Annotation data based on points:
--------

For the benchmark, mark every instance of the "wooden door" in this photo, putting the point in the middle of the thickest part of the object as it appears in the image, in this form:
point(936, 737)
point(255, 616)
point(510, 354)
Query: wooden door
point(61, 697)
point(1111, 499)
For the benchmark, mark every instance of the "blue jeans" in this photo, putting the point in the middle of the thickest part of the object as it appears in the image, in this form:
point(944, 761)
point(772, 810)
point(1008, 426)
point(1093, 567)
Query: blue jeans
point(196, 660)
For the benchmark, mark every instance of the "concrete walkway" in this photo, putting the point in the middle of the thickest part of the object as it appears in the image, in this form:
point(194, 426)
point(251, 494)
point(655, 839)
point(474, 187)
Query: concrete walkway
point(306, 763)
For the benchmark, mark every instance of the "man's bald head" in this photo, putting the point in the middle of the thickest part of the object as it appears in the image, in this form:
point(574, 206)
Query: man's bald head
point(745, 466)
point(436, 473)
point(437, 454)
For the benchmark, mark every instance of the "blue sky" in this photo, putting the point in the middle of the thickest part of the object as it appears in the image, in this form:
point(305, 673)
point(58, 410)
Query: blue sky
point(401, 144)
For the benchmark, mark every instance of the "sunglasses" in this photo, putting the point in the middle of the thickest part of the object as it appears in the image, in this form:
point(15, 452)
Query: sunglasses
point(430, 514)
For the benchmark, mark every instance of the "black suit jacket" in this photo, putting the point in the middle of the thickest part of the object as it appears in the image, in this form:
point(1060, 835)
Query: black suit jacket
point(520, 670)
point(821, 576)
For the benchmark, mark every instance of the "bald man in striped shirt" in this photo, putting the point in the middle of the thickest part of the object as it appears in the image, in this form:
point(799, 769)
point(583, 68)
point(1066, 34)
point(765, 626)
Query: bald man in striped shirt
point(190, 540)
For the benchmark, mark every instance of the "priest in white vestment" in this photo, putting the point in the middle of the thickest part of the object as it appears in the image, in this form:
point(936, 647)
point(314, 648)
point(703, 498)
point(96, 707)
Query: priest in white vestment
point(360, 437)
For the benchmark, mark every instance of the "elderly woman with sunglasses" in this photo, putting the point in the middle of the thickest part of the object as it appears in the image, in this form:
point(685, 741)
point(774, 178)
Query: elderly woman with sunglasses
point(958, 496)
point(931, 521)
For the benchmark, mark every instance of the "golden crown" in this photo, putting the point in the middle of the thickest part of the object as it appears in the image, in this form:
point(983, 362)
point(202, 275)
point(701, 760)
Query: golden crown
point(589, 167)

--------

Can you reproduce every row above, character for character?

For the benchmark, mark every instance of the "wooden door" in this photo, putting the point in the middle of the thickest part of the object as it appears in the image, in this form:
point(936, 737)
point(255, 616)
point(510, 354)
Query: wooden door
point(61, 697)
point(1111, 499)
For the benchmark, mark every instance of the "blue jeans" in this photo, putting the point in the middle of the thickest part of the object as it appears in the image, in this form:
point(944, 761)
point(772, 810)
point(1008, 426)
point(1093, 567)
Query: blue jeans
point(196, 660)
For the benchmark, mark every instance of the "concrete walkway" in this photo, putting the point in the middle of the thickest part of the object as it appears in the image, in this form:
point(194, 426)
point(251, 494)
point(655, 839)
point(474, 187)
Query: concrete walkway
point(306, 763)
For the benchmark, mark every instance of the "man's bald head" in this photo, putting the point in the middle of the thickest part of the object as it appears in the image, in this form:
point(574, 206)
Query: man's bald head
point(745, 466)
point(436, 473)
point(437, 454)
For the benchmark, mark every instance of the "blue sky" in this photo, putting the point in the middle of the thickest part of the object as it appears in the image, in this form:
point(305, 673)
point(58, 410)
Query: blue sky
point(401, 144)
For the benchmark, mark every instance of the "sunglasses" in this photo, putting the point in the middle of the thickest part of the object as it appears in the image, in this form:
point(15, 452)
Query: sunglasses
point(430, 514)
For the benchmark, mark every instance of the "black suit jacket" in this photo, putting the point in the middle of the thickest part of the object as it appears in the image, in this form:
point(1060, 835)
Query: black suit jacket
point(520, 670)
point(821, 576)
For the benchmark, mark every instance of the "bald man in striped shirt" in this photo, putting the point in the middle of the thickest part of the object as it appears in the image, in this form:
point(799, 769)
point(583, 68)
point(1066, 34)
point(765, 626)
Query: bald man in striped shirt
point(190, 540)
For the benchmark, mark every instance of the "priest in white vestment" in this photo, putting the point in the middle of the thickest part of the object as it appears in the image, in this form:
point(936, 647)
point(314, 648)
point(703, 498)
point(96, 707)
Query: priest in white vestment
point(360, 437)
For the benchmark, mark every instance of the "elderly woman with sunglasses" in this photo, putting the point in the middle of the thickest part of the object as it appears in the image, in this form:
point(685, 741)
point(774, 178)
Query: elderly woman with sunglasses
point(958, 496)
point(931, 521)
For the benchmark, mark every instance of the "golden crown" in this photo, putting the point in the middle of the thickest part of the object as it appears in the image, in this form:
point(983, 362)
point(202, 275)
point(701, 760)
Query: golden crown
point(589, 167)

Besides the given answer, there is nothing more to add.